:: TASK DATA ::
################
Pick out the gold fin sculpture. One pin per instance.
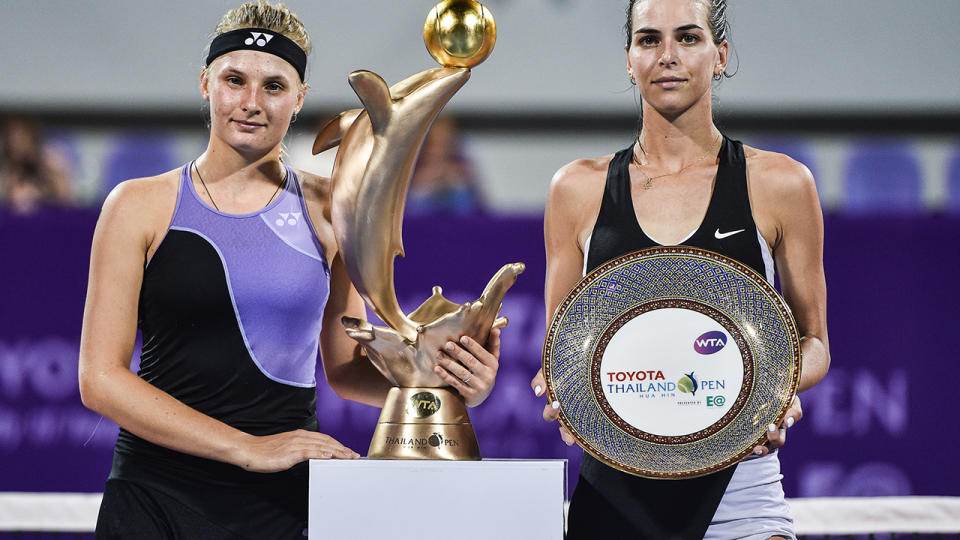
(378, 147)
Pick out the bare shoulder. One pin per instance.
(580, 181)
(777, 175)
(318, 193)
(315, 188)
(144, 200)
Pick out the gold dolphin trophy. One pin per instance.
(379, 145)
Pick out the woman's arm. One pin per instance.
(121, 241)
(572, 204)
(788, 212)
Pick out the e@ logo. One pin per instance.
(716, 401)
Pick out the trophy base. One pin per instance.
(424, 423)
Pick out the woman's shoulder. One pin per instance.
(316, 188)
(581, 175)
(776, 171)
(140, 208)
(147, 195)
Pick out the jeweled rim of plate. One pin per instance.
(784, 317)
(716, 315)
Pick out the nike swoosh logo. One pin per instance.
(720, 236)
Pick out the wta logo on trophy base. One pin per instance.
(710, 342)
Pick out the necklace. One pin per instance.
(282, 183)
(648, 180)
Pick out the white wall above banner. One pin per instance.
(552, 56)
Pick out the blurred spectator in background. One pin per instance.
(32, 172)
(444, 180)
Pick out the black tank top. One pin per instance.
(727, 228)
(610, 503)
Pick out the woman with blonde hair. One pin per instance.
(683, 182)
(230, 269)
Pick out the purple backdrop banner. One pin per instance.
(875, 426)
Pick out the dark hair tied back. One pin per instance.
(716, 16)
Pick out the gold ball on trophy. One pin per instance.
(460, 33)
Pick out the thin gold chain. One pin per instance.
(282, 183)
(648, 180)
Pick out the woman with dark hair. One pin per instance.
(682, 182)
(230, 269)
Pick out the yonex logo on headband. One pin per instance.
(255, 38)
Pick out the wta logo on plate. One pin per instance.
(671, 372)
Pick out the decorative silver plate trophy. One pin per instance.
(671, 362)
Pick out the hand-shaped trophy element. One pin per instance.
(379, 145)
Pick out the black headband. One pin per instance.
(263, 40)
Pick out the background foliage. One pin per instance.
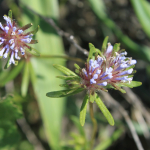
################
:: EXERCISE BRIEF ::
Copy every row above word for word, from the first to the last. Leave out the pictures.

:: RESPONSE TO THE EXERCISE ::
Pick out the gold fin sculpture. One pin per instance.
(378, 147)
Pick out the bare shoulder. One pin per instance.
(580, 181)
(777, 175)
(318, 193)
(315, 188)
(144, 200)
Pick out the gold dolphin trophy. One pin per instance.
(379, 145)
Pick out the woman's arm. One pin per instance.
(121, 241)
(572, 204)
(788, 212)
Pick out the e@ logo. One pin per instance.
(716, 401)
Pick out the trophy base. One pin per instance.
(424, 423)
Pick out the woman's shoulder. One pin per instance.
(316, 188)
(581, 175)
(776, 171)
(140, 208)
(147, 195)
Pick out the jeweled rim of plate. One pin per instance.
(784, 317)
(716, 315)
Pick out the nike swoosh logo. One pin per instance.
(720, 236)
Pick out the wta logo on trophy base. One pin per instance.
(710, 342)
Pick out the necklace. One pin per instance.
(282, 183)
(648, 180)
Pick out the white wall above banner. One pin per instance.
(552, 56)
Pick out the blurred spectator in background. One pin per instance.
(32, 172)
(444, 180)
Pick out the black tank top. One pin per instance.
(727, 228)
(610, 503)
Pick out the woman with blonde hair. One pin per instance.
(683, 182)
(230, 269)
Pick out the purple backdrop banner. One pin per instance.
(875, 426)
Pick out the dark hair tied back. One pin per instance.
(716, 16)
Pick out the gold ball on trophy. One pin per instance.
(460, 33)
Pick out the thin gold chain. One pin per instance.
(282, 183)
(648, 180)
Pick out the woman with dark hair. One pin per instance.
(682, 182)
(230, 269)
Pick out the yonex logo on headband. One pin per instance.
(255, 38)
Pick out the wta logo on plate. One pin per instance.
(671, 372)
Pick out the decorative silver plate trophy. One pin per instance.
(671, 362)
Pick out the hand-shaped trophy element. One pin per instance.
(379, 145)
Pick out the black headband. One pin per instance.
(263, 40)
Pick out the background foliage. One pin per instance.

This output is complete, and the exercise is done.